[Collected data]

■ ■ ■ ■

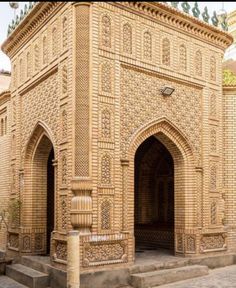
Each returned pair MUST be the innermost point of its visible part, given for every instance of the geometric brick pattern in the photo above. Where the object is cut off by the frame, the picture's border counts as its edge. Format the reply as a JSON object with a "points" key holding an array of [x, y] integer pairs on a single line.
{"points": [[87, 81]]}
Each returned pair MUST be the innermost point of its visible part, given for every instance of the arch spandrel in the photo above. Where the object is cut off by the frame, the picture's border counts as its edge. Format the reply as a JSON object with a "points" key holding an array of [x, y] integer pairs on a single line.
{"points": [[40, 129]]}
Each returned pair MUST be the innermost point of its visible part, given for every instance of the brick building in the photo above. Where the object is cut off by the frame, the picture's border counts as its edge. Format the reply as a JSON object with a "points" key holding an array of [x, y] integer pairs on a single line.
{"points": [[95, 143]]}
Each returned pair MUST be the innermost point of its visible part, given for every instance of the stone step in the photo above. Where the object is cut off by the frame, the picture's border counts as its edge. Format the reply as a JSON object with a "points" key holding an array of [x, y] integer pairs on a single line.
{"points": [[161, 277], [27, 276], [135, 269], [39, 263], [6, 282]]}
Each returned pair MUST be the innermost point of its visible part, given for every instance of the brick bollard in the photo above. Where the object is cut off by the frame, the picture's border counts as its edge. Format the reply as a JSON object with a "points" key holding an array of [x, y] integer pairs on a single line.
{"points": [[73, 260]]}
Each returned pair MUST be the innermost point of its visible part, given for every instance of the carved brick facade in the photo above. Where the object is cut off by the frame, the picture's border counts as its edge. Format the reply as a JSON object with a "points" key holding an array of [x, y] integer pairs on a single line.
{"points": [[90, 104]]}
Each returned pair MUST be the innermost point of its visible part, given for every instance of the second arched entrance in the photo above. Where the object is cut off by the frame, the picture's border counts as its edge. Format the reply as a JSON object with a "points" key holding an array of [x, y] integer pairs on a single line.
{"points": [[154, 196]]}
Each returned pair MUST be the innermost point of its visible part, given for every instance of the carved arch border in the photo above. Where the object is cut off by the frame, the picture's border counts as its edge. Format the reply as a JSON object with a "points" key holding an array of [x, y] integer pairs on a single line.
{"points": [[185, 181], [42, 138]]}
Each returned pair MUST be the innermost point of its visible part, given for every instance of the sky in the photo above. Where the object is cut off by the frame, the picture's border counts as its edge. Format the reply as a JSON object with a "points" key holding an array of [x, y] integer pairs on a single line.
{"points": [[7, 14]]}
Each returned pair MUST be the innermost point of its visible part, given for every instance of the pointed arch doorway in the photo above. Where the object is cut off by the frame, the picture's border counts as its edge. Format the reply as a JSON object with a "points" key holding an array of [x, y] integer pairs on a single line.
{"points": [[39, 193], [154, 196]]}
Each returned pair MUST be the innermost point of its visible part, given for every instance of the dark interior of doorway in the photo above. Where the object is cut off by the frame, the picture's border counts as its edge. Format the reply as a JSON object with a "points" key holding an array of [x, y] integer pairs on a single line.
{"points": [[154, 197], [50, 198]]}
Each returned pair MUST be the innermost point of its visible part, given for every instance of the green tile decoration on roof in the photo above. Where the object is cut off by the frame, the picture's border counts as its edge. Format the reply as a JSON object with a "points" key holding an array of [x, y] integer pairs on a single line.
{"points": [[186, 7], [214, 19], [229, 78], [196, 11], [174, 4], [205, 15]]}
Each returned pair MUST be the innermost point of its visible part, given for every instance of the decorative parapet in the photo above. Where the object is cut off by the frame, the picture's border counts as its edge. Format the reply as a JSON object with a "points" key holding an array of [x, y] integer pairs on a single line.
{"points": [[204, 15], [229, 78], [27, 24], [165, 14], [5, 96], [20, 18]]}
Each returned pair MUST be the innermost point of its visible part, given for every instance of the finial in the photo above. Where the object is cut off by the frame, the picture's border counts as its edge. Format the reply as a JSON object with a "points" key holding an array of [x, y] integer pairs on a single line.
{"points": [[214, 19], [186, 7], [174, 4], [21, 14], [195, 10], [26, 9], [17, 19], [205, 15]]}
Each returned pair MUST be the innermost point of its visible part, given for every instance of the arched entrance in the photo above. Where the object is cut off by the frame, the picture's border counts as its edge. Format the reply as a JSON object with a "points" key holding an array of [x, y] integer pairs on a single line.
{"points": [[39, 192], [176, 173], [154, 196]]}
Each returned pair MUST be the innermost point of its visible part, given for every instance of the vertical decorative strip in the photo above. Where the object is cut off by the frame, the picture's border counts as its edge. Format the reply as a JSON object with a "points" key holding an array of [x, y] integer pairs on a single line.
{"points": [[82, 90], [125, 167]]}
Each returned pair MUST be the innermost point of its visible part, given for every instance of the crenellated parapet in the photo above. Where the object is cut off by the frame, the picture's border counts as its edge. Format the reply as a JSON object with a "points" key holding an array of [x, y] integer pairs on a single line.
{"points": [[167, 15]]}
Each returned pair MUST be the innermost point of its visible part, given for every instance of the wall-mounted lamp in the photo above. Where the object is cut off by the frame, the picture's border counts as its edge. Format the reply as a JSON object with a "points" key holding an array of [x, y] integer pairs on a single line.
{"points": [[167, 90]]}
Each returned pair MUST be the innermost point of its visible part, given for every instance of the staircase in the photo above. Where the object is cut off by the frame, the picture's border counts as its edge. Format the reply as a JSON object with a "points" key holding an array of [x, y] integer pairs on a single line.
{"points": [[160, 277], [28, 274], [36, 272]]}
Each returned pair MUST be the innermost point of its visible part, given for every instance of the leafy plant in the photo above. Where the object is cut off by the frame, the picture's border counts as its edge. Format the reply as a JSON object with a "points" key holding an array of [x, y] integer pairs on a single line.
{"points": [[11, 215]]}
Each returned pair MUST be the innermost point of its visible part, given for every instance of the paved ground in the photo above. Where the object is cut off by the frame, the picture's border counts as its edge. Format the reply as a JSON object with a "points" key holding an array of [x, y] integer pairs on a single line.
{"points": [[217, 278]]}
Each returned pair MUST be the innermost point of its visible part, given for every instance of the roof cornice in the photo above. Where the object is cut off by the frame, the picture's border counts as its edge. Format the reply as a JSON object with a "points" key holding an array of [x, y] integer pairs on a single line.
{"points": [[167, 15], [29, 25]]}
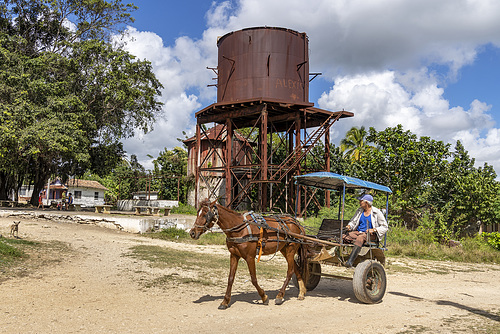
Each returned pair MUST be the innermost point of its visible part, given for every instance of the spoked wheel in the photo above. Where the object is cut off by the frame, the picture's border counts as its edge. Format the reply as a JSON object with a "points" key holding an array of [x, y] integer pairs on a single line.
{"points": [[369, 282], [314, 276]]}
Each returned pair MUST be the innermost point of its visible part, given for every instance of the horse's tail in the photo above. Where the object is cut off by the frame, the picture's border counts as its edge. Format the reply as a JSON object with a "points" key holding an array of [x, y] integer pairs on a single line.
{"points": [[302, 262]]}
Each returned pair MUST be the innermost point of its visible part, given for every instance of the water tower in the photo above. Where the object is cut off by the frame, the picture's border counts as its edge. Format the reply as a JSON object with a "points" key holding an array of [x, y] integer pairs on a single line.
{"points": [[263, 98]]}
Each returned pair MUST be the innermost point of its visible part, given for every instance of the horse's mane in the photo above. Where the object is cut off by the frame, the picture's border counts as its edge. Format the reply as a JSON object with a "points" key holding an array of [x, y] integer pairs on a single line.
{"points": [[230, 210]]}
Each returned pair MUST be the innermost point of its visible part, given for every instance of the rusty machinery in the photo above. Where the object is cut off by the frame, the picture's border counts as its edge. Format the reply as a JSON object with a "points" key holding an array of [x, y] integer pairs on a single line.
{"points": [[262, 118]]}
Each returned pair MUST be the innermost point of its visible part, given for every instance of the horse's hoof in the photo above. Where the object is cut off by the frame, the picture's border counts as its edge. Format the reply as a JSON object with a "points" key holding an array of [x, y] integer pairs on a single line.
{"points": [[266, 301]]}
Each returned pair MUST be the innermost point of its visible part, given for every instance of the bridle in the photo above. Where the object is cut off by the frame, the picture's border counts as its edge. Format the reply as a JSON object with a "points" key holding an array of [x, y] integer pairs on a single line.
{"points": [[211, 218]]}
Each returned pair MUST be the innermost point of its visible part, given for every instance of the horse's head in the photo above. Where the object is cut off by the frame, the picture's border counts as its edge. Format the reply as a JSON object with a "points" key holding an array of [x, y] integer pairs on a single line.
{"points": [[207, 216]]}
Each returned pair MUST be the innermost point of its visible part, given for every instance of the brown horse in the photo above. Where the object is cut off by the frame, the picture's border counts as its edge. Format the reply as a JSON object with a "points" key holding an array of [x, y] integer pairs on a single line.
{"points": [[244, 240]]}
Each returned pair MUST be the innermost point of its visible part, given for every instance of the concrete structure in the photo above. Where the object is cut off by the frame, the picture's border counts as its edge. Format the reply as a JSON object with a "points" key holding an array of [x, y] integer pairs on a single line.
{"points": [[86, 193]]}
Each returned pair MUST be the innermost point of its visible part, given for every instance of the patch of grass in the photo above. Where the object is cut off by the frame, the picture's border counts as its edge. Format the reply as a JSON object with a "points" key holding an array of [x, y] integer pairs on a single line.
{"points": [[20, 257], [175, 278], [11, 250], [209, 266]]}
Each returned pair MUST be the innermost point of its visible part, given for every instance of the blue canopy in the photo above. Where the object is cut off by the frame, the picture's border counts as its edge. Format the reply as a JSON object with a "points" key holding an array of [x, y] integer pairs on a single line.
{"points": [[332, 181]]}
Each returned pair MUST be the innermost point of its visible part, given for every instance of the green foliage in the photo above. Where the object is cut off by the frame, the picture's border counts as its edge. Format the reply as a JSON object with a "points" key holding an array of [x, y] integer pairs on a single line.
{"points": [[180, 235], [171, 167], [67, 96], [184, 209], [493, 239], [355, 145], [421, 244]]}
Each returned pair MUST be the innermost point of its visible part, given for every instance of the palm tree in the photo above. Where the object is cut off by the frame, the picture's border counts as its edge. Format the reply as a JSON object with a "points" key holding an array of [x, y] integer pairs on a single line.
{"points": [[354, 144]]}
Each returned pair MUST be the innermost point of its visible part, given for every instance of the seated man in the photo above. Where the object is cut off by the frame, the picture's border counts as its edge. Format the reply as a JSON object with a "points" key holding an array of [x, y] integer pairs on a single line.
{"points": [[368, 221]]}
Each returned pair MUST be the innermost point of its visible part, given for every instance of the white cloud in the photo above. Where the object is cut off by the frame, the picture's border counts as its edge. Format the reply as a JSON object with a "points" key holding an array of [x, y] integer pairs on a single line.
{"points": [[378, 100]]}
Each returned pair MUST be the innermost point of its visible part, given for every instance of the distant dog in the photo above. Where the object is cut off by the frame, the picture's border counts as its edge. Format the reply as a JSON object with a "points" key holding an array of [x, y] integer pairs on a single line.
{"points": [[14, 229]]}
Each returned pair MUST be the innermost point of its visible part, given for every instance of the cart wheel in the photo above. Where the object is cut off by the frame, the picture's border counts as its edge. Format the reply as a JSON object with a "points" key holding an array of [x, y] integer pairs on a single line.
{"points": [[313, 279], [369, 282]]}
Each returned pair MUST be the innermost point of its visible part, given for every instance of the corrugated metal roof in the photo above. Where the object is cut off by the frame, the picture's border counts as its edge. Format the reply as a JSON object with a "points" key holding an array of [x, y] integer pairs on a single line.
{"points": [[85, 184], [333, 181]]}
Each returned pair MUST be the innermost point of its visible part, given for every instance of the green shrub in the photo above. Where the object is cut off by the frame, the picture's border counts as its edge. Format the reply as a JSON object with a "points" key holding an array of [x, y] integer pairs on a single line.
{"points": [[492, 239], [7, 250], [184, 209]]}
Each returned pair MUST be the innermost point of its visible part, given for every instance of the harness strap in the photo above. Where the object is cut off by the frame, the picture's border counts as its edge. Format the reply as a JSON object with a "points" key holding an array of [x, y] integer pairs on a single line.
{"points": [[246, 238], [259, 243]]}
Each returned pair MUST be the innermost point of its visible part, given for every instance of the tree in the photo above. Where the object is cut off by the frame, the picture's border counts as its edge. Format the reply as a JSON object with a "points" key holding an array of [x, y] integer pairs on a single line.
{"points": [[407, 164], [67, 94], [463, 195], [355, 145]]}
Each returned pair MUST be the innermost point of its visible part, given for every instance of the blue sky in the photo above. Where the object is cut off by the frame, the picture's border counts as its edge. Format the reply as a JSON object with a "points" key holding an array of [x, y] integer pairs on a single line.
{"points": [[432, 66]]}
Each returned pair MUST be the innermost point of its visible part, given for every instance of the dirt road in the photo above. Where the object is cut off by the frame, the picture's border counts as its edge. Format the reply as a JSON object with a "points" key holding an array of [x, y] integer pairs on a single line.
{"points": [[95, 289]]}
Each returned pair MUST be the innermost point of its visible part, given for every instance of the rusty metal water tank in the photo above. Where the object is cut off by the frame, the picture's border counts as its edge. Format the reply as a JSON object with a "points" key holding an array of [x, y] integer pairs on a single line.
{"points": [[263, 63]]}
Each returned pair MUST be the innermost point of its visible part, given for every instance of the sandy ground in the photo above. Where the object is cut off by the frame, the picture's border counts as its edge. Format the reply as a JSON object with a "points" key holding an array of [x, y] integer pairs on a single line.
{"points": [[95, 289]]}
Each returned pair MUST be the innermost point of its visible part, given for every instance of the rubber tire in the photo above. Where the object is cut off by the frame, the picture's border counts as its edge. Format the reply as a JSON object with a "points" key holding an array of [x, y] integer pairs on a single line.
{"points": [[313, 280], [365, 289]]}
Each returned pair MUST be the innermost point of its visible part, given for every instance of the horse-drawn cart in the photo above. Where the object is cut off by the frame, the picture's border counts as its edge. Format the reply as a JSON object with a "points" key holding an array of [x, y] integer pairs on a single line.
{"points": [[250, 235], [369, 279]]}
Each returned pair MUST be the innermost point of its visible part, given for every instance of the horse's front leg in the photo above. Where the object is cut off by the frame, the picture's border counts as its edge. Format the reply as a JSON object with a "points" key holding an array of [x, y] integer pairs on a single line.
{"points": [[232, 272], [253, 276], [288, 252]]}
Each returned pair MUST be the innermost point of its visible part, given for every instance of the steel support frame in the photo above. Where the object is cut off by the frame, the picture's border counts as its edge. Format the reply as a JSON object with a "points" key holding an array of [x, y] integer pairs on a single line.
{"points": [[266, 177]]}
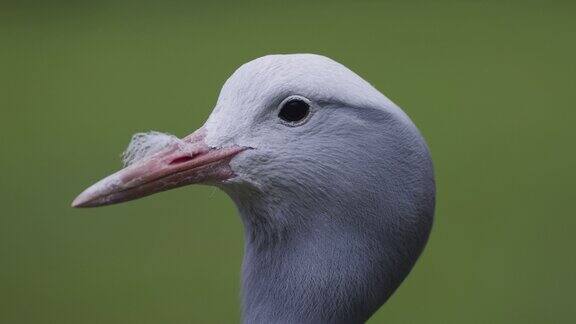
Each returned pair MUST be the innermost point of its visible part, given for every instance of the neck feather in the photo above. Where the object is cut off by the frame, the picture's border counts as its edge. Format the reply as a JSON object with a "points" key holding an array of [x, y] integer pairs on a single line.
{"points": [[318, 268]]}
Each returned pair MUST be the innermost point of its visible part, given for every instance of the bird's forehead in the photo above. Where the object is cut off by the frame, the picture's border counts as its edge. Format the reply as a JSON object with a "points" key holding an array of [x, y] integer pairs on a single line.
{"points": [[264, 82], [274, 77]]}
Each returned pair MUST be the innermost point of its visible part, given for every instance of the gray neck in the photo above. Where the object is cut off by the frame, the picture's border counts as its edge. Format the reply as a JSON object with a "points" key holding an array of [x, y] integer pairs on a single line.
{"points": [[320, 268]]}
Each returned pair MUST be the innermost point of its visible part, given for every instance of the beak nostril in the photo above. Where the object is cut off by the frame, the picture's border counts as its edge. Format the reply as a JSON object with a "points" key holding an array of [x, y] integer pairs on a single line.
{"points": [[181, 159]]}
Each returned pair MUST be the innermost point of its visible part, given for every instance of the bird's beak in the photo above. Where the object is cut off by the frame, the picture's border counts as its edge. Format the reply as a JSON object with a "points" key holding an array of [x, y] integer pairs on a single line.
{"points": [[168, 169]]}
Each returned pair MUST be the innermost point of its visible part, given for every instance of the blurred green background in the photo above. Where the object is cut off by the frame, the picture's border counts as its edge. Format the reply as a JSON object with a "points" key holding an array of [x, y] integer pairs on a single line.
{"points": [[491, 85]]}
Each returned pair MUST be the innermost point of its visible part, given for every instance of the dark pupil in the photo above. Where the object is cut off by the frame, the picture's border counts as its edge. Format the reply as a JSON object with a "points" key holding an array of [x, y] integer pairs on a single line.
{"points": [[294, 110]]}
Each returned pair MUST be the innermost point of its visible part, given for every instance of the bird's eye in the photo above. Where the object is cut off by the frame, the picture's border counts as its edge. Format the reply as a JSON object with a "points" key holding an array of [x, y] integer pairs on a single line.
{"points": [[294, 110]]}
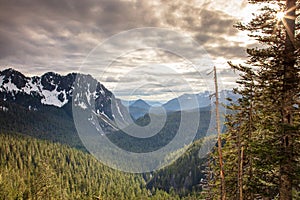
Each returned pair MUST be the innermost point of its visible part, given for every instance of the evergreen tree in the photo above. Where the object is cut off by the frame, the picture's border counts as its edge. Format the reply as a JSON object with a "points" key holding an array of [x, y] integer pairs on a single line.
{"points": [[262, 142]]}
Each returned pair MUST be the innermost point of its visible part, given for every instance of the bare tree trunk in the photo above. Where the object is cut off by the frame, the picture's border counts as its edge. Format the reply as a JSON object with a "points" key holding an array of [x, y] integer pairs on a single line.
{"points": [[222, 176], [285, 188]]}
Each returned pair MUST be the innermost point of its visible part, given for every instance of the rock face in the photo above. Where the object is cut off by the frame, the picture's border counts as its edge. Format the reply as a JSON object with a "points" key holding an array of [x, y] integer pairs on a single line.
{"points": [[55, 90]]}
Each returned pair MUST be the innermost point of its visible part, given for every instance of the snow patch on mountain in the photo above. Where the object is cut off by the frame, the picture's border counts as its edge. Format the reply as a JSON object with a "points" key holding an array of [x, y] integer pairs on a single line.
{"points": [[52, 98]]}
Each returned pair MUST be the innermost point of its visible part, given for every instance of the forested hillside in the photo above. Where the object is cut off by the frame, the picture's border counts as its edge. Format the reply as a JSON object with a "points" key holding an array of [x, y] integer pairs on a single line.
{"points": [[35, 169]]}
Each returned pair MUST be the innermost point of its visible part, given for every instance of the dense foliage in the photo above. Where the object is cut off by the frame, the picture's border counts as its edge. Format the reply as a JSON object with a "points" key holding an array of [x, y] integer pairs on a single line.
{"points": [[261, 154]]}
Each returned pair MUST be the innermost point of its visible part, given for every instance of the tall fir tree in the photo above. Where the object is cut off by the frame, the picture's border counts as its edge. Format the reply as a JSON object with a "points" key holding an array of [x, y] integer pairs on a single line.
{"points": [[261, 153]]}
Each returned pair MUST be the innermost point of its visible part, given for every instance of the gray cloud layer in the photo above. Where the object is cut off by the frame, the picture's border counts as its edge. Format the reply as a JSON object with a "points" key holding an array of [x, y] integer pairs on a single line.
{"points": [[41, 35]]}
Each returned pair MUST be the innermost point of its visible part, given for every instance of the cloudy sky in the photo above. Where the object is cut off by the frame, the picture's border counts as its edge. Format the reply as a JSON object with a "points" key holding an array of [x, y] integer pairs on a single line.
{"points": [[136, 48]]}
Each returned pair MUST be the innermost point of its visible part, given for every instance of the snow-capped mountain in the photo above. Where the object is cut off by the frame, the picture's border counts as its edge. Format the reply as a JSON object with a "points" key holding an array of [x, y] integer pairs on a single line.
{"points": [[52, 89]]}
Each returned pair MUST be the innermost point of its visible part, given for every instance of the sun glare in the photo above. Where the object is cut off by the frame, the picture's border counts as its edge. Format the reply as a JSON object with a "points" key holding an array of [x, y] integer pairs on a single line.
{"points": [[280, 15]]}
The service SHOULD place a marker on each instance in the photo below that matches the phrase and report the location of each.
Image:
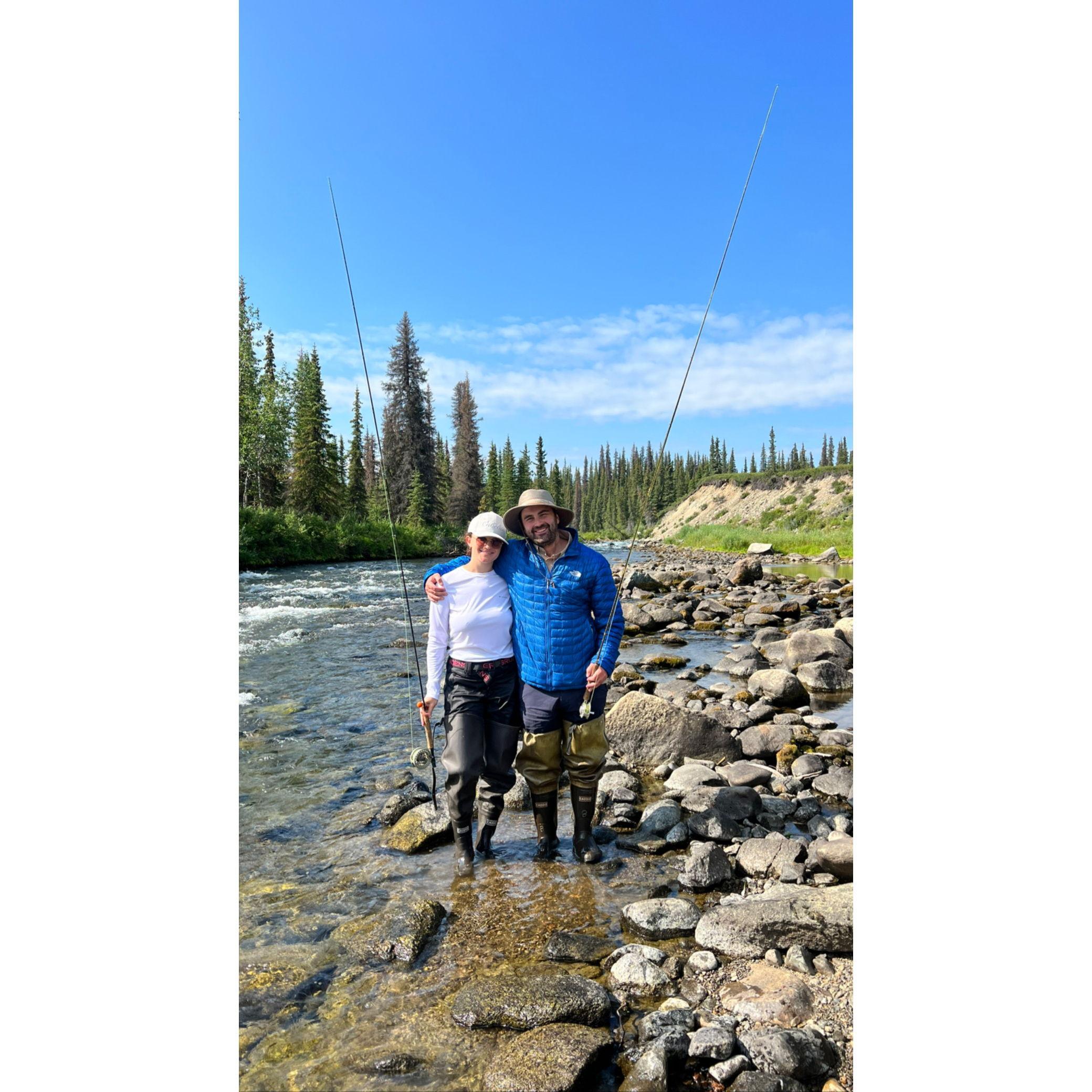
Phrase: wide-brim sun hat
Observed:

■ ■ ■ ■

### Problem statement
Render everything from the line containing "The service SHOULD" down to the end of the entries as a numbered list, skipping blank lines and omitting the pictures.

### Result below
1. The service SHOULD place a marker on each instance in the photo below that matches the phrase and report the location of each.
2. Image:
3. Phrase: wide-brim sun hat
4. Observed:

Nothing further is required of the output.